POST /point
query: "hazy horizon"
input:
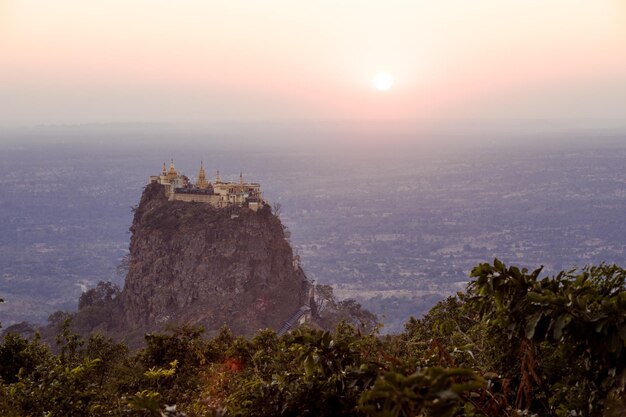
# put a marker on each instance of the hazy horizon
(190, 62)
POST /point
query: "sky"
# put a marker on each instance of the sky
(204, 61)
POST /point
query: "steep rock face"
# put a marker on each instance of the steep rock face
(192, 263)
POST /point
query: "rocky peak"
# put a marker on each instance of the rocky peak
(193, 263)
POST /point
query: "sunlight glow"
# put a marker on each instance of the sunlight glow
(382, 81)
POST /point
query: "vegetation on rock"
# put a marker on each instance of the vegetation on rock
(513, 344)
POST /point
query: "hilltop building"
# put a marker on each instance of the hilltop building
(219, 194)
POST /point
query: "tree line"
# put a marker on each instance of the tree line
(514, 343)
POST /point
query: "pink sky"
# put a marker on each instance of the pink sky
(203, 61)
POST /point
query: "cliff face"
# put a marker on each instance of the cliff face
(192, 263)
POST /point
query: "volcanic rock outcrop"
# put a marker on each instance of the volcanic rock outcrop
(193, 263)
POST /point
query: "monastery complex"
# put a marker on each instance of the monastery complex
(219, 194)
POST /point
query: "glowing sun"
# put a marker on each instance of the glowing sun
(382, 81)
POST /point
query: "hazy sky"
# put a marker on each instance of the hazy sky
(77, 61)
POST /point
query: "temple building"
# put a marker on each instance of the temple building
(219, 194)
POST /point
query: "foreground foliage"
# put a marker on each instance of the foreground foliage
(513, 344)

▶ [What is required]:
Put the records above into a two-column CSV headed "text" and "answer," with one row per record holding its text and its answer. Quote each field, turn line breaks into spaces, and leave the pictures out.

▶ [Expected output]:
text,answer
"POST /point query: ""hazy horizon"" input: # put a marker on each instance of the hazy horizon","(190, 62)"
"POST /point query: ""sky"" # put a marker on each instance of the sky","(204, 61)"
"POST /point query: ""steep rock face"" # put a marker on each instance of the steep rock face","(192, 263)"
"POST /point query: ""rocky peak"" # put a marker on each instance of the rocky peak","(193, 263)"
"POST /point query: ""sunlight glow"" # put a marker on each instance of the sunlight glow","(382, 81)"
"POST /point query: ""vegetation on rock"" # put a marker on each instance of the vegetation on rock","(513, 344)"
"POST /point query: ""hilltop building"" # put a marker on each instance of the hilltop building","(219, 194)"
"POST /point query: ""tree line"" # put a marker on each instance of the tree line","(514, 343)"
"POST /point query: ""pink sky"" # put a marker on each instance of the pink sky","(203, 61)"
"POST /point query: ""cliff face"" # put a marker on each instance of the cliff face","(192, 263)"
"POST /point query: ""volcanic rock outcrop"" # put a marker on each instance of the volcanic rock outcrop","(193, 263)"
"POST /point query: ""monastery complex"" # put a marker on each instance of the monastery complex","(219, 194)"
"POST /point query: ""glowing sun"" # put a marker on each instance of the glowing sun","(382, 81)"
"POST /point query: ""hazy sky"" # put a marker on each instance of the hazy sky","(77, 61)"
"POST /point query: ""temple building"" # put a marker on each instance of the temple building","(219, 194)"
"POST /point query: ""foreground foliage"" # put a marker on each instance of the foreground foliage","(513, 344)"